• **STORED DATA**:
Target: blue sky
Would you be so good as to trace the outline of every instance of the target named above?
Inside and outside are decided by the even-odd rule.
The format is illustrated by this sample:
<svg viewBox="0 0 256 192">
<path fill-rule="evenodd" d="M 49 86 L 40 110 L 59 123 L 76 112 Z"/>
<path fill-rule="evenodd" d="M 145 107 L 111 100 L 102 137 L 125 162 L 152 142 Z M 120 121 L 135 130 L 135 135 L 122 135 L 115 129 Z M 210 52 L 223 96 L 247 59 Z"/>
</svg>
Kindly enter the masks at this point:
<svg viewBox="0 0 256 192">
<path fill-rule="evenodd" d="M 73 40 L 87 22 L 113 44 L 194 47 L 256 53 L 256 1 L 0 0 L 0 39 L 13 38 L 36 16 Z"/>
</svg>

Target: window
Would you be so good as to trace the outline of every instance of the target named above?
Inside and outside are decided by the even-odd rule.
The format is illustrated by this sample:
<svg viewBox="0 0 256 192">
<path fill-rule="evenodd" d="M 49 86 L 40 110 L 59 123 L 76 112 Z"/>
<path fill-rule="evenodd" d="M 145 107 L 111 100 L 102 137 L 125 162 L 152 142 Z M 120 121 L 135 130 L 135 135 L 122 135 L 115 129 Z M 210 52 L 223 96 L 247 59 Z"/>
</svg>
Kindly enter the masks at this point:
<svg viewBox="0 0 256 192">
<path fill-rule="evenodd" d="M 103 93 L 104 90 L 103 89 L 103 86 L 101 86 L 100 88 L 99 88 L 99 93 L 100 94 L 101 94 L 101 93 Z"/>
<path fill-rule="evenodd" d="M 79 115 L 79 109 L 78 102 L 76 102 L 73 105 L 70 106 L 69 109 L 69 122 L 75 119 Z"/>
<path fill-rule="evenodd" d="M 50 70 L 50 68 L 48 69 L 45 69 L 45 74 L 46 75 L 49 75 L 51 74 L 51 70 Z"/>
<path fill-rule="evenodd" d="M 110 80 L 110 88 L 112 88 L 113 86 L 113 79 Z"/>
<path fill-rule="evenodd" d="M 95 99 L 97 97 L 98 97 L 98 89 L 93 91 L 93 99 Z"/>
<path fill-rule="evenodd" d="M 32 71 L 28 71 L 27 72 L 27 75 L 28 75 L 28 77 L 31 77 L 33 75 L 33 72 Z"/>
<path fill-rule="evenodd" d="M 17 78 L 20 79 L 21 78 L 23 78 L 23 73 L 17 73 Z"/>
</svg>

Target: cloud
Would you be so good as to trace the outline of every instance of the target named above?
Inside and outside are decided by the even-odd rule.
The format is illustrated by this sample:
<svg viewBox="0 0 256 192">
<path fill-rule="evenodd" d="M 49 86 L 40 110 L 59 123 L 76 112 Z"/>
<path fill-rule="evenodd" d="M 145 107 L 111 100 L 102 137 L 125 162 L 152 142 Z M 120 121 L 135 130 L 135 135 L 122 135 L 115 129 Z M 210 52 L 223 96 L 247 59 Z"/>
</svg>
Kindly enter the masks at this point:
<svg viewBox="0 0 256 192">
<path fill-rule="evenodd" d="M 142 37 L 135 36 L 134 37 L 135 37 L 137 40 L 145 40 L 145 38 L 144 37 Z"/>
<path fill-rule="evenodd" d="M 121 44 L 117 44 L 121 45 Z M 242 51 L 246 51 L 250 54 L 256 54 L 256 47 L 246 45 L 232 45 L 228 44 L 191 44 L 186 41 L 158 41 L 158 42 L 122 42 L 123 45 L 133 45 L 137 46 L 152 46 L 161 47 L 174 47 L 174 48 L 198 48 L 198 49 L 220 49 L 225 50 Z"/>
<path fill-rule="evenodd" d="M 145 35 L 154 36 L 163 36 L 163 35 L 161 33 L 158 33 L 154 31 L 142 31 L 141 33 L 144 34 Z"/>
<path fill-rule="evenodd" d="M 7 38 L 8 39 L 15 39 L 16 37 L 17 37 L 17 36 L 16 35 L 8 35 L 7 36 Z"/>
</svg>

• **EXERCISE OBJECTIVE**:
Copy the records word for word, beginning with the line with "Target: cloud" and continuing through the end of the records.

• **REPLY TO THE EXERCISE**:
Target: cloud
Would you be so good as to trace the outline of every instance of the target named above?
Inside and outside are decided by the even-odd rule.
The format is illustrated by this sample:
<svg viewBox="0 0 256 192">
<path fill-rule="evenodd" d="M 49 86 L 40 110 L 59 123 L 76 112 Z"/>
<path fill-rule="evenodd" d="M 145 107 L 111 100 L 102 137 L 125 162 L 152 142 Z M 120 121 L 135 130 L 135 135 L 122 135 L 115 129 Z M 210 52 L 223 96 L 247 59 Z"/>
</svg>
Kindly enter the masks at this point:
<svg viewBox="0 0 256 192">
<path fill-rule="evenodd" d="M 142 37 L 135 36 L 134 37 L 135 37 L 137 40 L 145 40 L 145 38 L 144 37 Z"/>
<path fill-rule="evenodd" d="M 121 44 L 117 44 L 121 45 Z M 242 51 L 246 51 L 250 54 L 256 54 L 256 47 L 246 45 L 232 45 L 228 44 L 191 44 L 186 41 L 158 41 L 158 42 L 122 42 L 123 45 L 133 45 L 137 46 L 152 46 L 161 47 L 174 47 L 174 48 L 198 48 L 198 49 L 220 49 L 225 50 Z"/>
<path fill-rule="evenodd" d="M 145 35 L 154 36 L 163 36 L 163 35 L 161 33 L 158 33 L 154 31 L 142 31 L 141 33 L 144 34 Z"/>
<path fill-rule="evenodd" d="M 7 38 L 8 39 L 15 39 L 16 37 L 17 37 L 17 36 L 16 35 L 8 35 L 7 36 Z"/>
</svg>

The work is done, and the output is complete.